[Passage shown]
A quiet Venice street
Overall though: I DID IT! As strenuous and challenging as it was (to me and others), I managed to see all the things I wanted to see when I was in Italy. I navigated the water taxis in Venice (with help, of course!). I saw Lake Como, Verona, Venice, Assisi, Pompeii, Pisa, Florence, Rome/The Vatican, Sorrento, & the Amalfi Coast. I did almost all of it except for a few optional walking tours (where Mr. Tucker and slept in and enjoyed leisurely mornings). It took twice as much energy and had I been completely able-bodied I would have crammed in a lot more but overall I am happy with what I was able to see, considering I had just resigned myself to just sitting and drinking wine on patios for two weeks.
Our awesome balcony in Rome where we got beer from the store and hangout at night
(ugh, I feel like I am writing a strategy for work!)
For those of you who know me, you know I am a fiercely independent, impatient, Type-A personality. I can honestly say that this has probably not changed. However, this trip forced me to slow down, plan ahead, to not cram too much into a day, and to learn to rely on others. In a way I savoured a lot more because I created space around what I did see. Sure, it was FORCED but it still was interesting to have the experience. Having said that, I must prefer our go-go-go SEE ALL THE THINGS method of traveling that we are typically used to. For example, I would have liked to explore a few more restaurants for their food, not for their proximity to our hotel. But a lack of mobility & the fact I was easily exhausted dictated our restaurant choices. Maybe in the future a better balance would be something worth exploring.

[Information supplied]
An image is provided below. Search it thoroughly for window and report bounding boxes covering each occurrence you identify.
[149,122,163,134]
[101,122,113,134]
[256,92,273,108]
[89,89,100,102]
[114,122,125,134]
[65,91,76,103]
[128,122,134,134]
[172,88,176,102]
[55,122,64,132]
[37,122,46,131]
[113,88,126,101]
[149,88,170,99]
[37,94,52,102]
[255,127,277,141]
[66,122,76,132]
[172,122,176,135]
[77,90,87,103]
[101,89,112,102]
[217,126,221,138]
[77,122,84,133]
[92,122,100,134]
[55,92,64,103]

[What to work on] In the Italy trip account, why did the restaurants the writer ate at depend on how close they were to the hotel rather than on their food? Answer in one to three sentences.

[Answer for this exercise] The writer's lack of mobility and the fact that she was easily exhausted dictated their restaurant choices. She would have liked to try a few more restaurants for their food.